Copy each entry as written.

(Beginning of INPUT RECORDS)

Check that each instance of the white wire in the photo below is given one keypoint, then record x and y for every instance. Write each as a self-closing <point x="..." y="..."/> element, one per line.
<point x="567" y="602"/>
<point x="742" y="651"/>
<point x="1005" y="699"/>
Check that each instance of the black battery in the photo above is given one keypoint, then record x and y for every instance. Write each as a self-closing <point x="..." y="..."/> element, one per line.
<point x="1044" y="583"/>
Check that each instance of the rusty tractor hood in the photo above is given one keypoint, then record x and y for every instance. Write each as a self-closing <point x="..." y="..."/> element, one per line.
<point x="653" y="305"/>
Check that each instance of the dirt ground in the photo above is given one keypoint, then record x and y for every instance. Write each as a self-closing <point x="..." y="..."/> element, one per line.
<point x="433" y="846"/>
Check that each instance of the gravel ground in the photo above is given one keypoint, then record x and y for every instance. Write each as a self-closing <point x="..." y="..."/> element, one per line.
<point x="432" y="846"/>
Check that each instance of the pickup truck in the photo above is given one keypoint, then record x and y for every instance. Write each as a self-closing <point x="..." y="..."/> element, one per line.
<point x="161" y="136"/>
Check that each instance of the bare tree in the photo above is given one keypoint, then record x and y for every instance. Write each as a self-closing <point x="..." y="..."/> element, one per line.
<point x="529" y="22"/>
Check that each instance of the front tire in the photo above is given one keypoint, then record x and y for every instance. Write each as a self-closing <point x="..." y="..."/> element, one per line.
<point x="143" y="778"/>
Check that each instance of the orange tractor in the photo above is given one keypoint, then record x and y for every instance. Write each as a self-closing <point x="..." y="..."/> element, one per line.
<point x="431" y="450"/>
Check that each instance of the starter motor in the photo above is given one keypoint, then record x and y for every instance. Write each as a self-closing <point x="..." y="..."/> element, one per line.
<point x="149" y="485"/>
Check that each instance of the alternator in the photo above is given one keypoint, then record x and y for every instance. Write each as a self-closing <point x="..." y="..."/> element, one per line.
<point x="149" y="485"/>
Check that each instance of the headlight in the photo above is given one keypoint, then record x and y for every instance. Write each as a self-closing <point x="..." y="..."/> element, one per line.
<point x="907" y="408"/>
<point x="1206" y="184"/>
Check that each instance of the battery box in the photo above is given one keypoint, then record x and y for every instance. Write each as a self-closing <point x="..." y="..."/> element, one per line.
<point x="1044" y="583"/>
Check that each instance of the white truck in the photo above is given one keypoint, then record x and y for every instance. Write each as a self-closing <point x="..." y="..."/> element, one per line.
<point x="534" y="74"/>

(End of INPUT RECORDS)

▸ RESULT FOR THIS TASK
Check that each instance of the white wire in the photo below is given one keypoint, then record x and y for every instance. Write each as a self-closing <point x="..." y="..."/> element, one per line.
<point x="567" y="602"/>
<point x="742" y="651"/>
<point x="1005" y="699"/>
Check that each instance of the black battery in the photo above is given one keypoint, then record x and y for every instance. Write each as a self-closing <point x="..." y="..."/> element, one per line.
<point x="1044" y="583"/>
Check that each instance of the rusty tractor hood in the photo above is given one keypoint, then record x and y for every instance. Write each as a self-closing <point x="..." y="..."/> element, one per line.
<point x="653" y="305"/>
Check that each instance of the dirt ground in the photo above is given one keypoint, then record x and y for every instance. Write each as a self-closing <point x="..." y="..."/> element, one per line.
<point x="433" y="846"/>
Check that each instance of the gravel ground in the photo above is given one keypoint, then record x and y for every instance. Write each as a self-closing <point x="..." y="..."/> element, one per line.
<point x="432" y="846"/>
Check that each instance of the pickup truck in the photo above is given one keypoint, then record x and y for every instance. Write each as a self-closing <point x="..." y="..."/> element, one per line.
<point x="161" y="136"/>
Check that each instance of the bare tree in the photo above is given one keypoint, then record x and y for every instance. Write each as a self-closing <point x="..." y="..."/> element, one per line.
<point x="529" y="22"/>
Check that each instance of the front tire in the photo above is given one keypoint, then record x and y for every instance. Write each as a self-closing <point x="..." y="..."/> element, one per line.
<point x="143" y="778"/>
Check that each instance of the orange tractor in the photo above is given one keypoint, then record x and y for every instance. Write each as a self-closing <point x="..." y="..."/> element, one per line.
<point x="431" y="450"/>
Check that each instance of the starter motor in the photo above is given one keypoint, then record x and y for every instance. Write each as a self-closing <point x="..." y="..."/> element, one per line.
<point x="149" y="485"/>
Check that each instance of the alternator in the photo above is given one keypoint, then record x and y for every instance. Write each as a self-closing <point x="..." y="..."/> element, one per line.
<point x="149" y="485"/>
Check that each instance of the headlight in the photo above is given one keypoint, then record x and y for every instance. Write each as a self-closing <point x="..." y="..."/> element, one per line.
<point x="907" y="408"/>
<point x="1206" y="184"/>
Check that each instance of the battery box in the photo above is given one keypoint, then record x and y for every instance. Write each as a self-closing <point x="..." y="..."/> element, one per line.
<point x="1044" y="583"/>
Check that each instance of the white truck in the photo above is given one keypoint, then record x and y for every instance. Write each as a self-closing <point x="..." y="..."/> element, one per line.
<point x="534" y="74"/>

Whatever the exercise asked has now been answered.